--- Start of Records shown ---

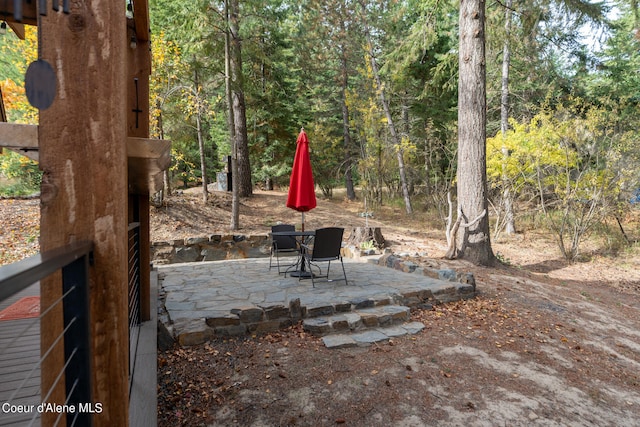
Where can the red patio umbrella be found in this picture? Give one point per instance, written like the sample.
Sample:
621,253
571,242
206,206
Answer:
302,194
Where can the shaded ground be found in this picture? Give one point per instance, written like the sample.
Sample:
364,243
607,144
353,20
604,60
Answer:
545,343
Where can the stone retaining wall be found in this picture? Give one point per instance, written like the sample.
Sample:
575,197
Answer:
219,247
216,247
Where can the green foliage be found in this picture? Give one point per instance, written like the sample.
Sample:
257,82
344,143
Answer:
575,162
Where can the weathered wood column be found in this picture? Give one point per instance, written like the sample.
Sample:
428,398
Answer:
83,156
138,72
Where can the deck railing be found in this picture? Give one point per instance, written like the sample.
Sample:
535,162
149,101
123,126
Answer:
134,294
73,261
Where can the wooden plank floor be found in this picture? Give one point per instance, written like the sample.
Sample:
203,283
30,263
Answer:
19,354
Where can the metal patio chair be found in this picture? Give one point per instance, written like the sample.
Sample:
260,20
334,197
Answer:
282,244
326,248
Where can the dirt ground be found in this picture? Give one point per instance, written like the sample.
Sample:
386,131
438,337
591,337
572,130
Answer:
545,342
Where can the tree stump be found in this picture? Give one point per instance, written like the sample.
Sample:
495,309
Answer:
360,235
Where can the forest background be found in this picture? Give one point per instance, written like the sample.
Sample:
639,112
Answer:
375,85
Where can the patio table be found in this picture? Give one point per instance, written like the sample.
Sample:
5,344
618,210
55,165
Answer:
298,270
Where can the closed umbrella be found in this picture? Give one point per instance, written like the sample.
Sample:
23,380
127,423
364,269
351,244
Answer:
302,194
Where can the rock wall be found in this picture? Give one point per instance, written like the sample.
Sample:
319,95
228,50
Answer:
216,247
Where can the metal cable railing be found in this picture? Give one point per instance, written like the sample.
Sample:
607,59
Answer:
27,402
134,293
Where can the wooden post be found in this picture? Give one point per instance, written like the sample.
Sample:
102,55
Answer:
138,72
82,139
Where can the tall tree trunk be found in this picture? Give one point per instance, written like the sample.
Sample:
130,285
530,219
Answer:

--- End of Records shown ---

Stated exercise: Reproduce all of the data above word for word, leaving out the picture.

Task answer:
Where can the red patio umbrella be found in this picture? Give one point per instance, written like the sample.
Sample:
621,253
571,242
206,206
Answer:
302,194
Where can the shaded ground be found in this picture? Give one point per instance, written like the sample.
Sample:
364,243
607,144
353,20
604,60
Answer:
545,343
Where can the stone retaining wall be found in this picture? Give one point per instance, written like the sample.
Sample:
575,197
Answer:
219,247
216,247
Where can the green foliage be found in this picture? Give one point per instance, written like the sample.
Sample:
257,82
344,143
Answer:
575,162
Where can the weathered wood column be found in this picture? Give one point per instance, written like the sample.
Sample:
428,398
Answer:
83,156
138,72
Where can the deck railing be found in this picture? Give one point per instance, written like the sample.
Sample:
535,162
149,101
123,126
Answer:
134,294
73,261
Where can the wooden plank floor be found in this picture? Give one point per instance, written like the sample.
Sample:
203,283
30,263
Answer:
19,354
Where can the metal patio chair be found in this picture? Give one point per instance, written like the sample.
Sample:
260,20
334,197
Answer:
282,244
326,248
Where can the dirt ground be found in this picture? Give one point per instance, written like the sample.
Sample:
386,131
438,337
591,337
572,130
Answer:
545,342
Where can the tree stump be found in this picture? Give one point per instance, written like the sample.
Sample:
495,309
Answer:
360,235
Where can the forest background be found in this picture? Give one point per instance, written like the sample.
Sample:
639,112
Answer:
375,85
Where can the patio table be found in this picture? Give one point per instance, written like the sample.
Sample:
5,344
618,210
55,165
Answer:
298,270
Where can the closed umbrella be found in this picture? Give one point per instance, written like the sample.
Sample:
23,380
127,423
364,269
351,244
Answer:
302,194
Where can the rock wall be found in this picture? Give one point per instance, written like the sample.
Sample:
319,95
228,50
Answer:
216,247
Where can the metal cable railing be found in this picture? Give one point per instance, written like the sample.
Sample:
607,59
Answer:
27,402
134,293
Where can the wooden post be found in this picture? Give one point per instance, written like the sample.
Sample:
102,55
Answer:
138,72
82,139
Where can the tall tree trunk be found in this picture? Give one point per instance, written like the sample.
Sample:
130,285
530,219
Answer:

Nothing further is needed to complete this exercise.